Perintah A:
Sebutkan semua nama orang yang tercantum dalam berita tentang suap Raperda reklamasi di bawah ini.

Cuplikan halaman:
JPU Sebut Bos Pengembang Reklamasi Kumpulkan Pimpinan DPRD DKI

Dalam pertemuan dibahas mengenai percepatan pengesahan Raperda Reklamasi.

oleh Oscar Ferri diperbarui 24 Jun 2016, 07:05 WIB
Diterbitkan 24 Jun 2016, 07:05 WIB
201606622-Bos Agung Podomoro Jalani Sidang Perdana di Pengadilan Tipikor-Jakarta
Presdir Agung Podomoro Land. Ariesman Widjaja usai menjalani sidang perdana di Pengadilan Tipikor, Jakarta, Kamis (23/6). Tersangka kasus suap Raperda reklamasi Teluk Jakarta itu menjalani sidang pembacaan dakwaan. (Liputan6.com/Helmi Afandi)

Liputan6.com, Jakarta - Jaksa Penuntut Umum (JPU) mendakwa Presiden Direktur PT Agung Podomoro Land, Ariesman Widjaja, menyuap anggota DPRD DKI Mohamad Sanusi sebesar Rp 2 miliar. Suap itu diduga terkait pembahasan Rancangan Peraturan Daerah (Raperda) Rencana Tata Ruang Strategis Pantai Utara Jakarta (RTRKSP).

Perintah B:
Saring daftar di bawah dan salin setiap baris yang memuat kata "nose". Huruf besar dan huruf kecil dibedakan.

Bahan latihan:
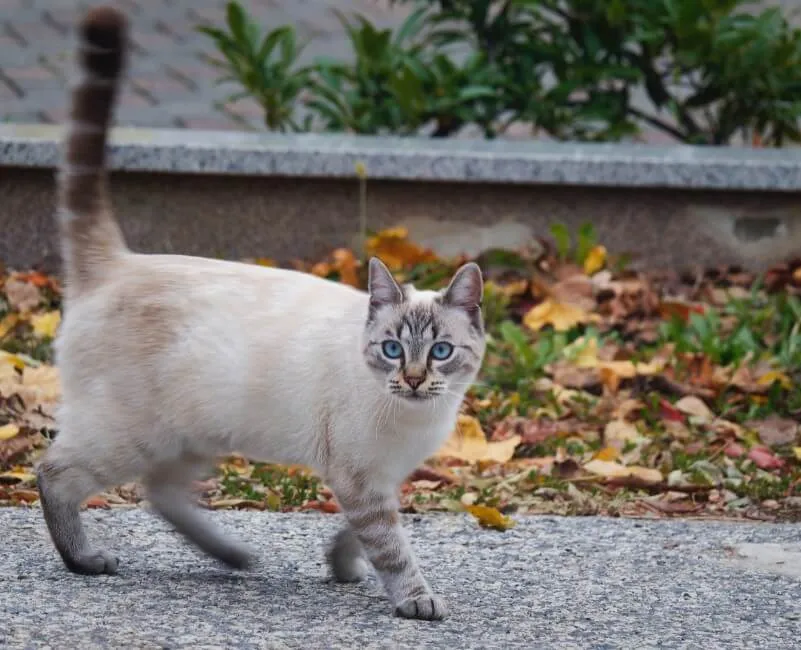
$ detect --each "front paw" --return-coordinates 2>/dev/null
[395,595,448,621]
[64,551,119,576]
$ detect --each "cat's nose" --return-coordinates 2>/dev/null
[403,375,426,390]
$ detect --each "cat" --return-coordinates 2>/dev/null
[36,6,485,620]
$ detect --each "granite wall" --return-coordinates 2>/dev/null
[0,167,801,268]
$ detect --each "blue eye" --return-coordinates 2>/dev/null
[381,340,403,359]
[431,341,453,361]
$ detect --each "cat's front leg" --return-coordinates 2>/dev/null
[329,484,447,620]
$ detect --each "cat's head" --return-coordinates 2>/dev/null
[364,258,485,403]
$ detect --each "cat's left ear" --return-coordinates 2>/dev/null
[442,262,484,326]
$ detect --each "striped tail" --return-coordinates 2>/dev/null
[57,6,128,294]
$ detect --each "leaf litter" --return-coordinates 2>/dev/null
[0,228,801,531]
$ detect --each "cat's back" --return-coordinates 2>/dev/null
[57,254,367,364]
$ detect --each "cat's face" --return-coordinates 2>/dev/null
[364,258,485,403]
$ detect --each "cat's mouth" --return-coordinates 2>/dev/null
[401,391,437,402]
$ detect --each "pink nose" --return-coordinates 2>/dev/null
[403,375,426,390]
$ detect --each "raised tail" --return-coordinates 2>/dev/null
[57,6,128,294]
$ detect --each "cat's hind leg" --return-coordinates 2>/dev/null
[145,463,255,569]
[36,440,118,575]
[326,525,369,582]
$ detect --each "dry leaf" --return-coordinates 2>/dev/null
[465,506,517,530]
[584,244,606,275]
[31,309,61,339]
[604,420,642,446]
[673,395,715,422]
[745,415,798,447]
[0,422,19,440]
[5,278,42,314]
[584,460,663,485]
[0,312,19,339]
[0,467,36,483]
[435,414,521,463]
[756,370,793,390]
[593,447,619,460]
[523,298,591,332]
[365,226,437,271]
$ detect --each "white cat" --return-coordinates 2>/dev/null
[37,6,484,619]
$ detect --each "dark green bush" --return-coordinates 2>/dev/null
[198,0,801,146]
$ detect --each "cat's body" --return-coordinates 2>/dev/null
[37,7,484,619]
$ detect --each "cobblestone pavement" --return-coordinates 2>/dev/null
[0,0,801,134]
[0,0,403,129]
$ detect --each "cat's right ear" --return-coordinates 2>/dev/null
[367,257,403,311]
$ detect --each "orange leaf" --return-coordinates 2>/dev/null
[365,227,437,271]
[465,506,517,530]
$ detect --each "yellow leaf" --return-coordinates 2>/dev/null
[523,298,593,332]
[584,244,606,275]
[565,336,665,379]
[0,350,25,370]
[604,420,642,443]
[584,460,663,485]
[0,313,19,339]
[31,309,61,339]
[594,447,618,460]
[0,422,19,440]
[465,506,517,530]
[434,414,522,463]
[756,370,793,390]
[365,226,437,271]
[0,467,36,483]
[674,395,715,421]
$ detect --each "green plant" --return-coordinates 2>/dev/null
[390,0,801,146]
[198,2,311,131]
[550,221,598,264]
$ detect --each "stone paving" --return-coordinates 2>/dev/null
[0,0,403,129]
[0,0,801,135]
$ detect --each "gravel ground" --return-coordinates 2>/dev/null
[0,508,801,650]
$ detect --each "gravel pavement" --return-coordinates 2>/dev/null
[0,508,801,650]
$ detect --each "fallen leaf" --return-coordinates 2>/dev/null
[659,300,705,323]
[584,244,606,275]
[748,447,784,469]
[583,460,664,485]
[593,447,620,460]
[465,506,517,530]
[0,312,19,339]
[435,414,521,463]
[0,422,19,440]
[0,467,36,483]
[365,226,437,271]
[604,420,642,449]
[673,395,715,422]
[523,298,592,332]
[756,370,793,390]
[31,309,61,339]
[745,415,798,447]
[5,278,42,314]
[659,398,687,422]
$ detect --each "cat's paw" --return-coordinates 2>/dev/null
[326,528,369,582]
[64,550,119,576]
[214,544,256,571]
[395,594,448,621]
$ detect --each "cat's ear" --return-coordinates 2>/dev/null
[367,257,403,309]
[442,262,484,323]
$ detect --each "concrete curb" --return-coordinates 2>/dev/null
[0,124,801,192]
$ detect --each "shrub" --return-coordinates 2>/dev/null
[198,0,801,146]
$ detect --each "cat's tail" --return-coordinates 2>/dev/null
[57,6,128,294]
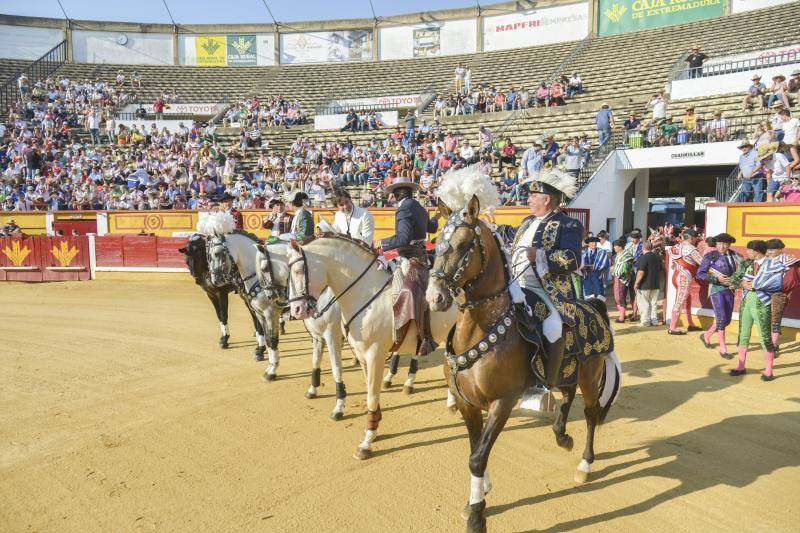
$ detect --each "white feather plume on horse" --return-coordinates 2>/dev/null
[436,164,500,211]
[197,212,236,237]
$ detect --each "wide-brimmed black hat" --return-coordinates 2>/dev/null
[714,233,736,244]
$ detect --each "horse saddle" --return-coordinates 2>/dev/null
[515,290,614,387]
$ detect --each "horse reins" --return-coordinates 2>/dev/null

Jawaban benar A:
Oscar Ferri, Ariesman Widjaja, Helmi Afandi, Mohamad Sanusi

Jawaban benar B:
$ detect --each "cat's nose" --return-coordinates 2>/dev/null
$ detect --each "pink nose" --return-coordinates 2>/dev/null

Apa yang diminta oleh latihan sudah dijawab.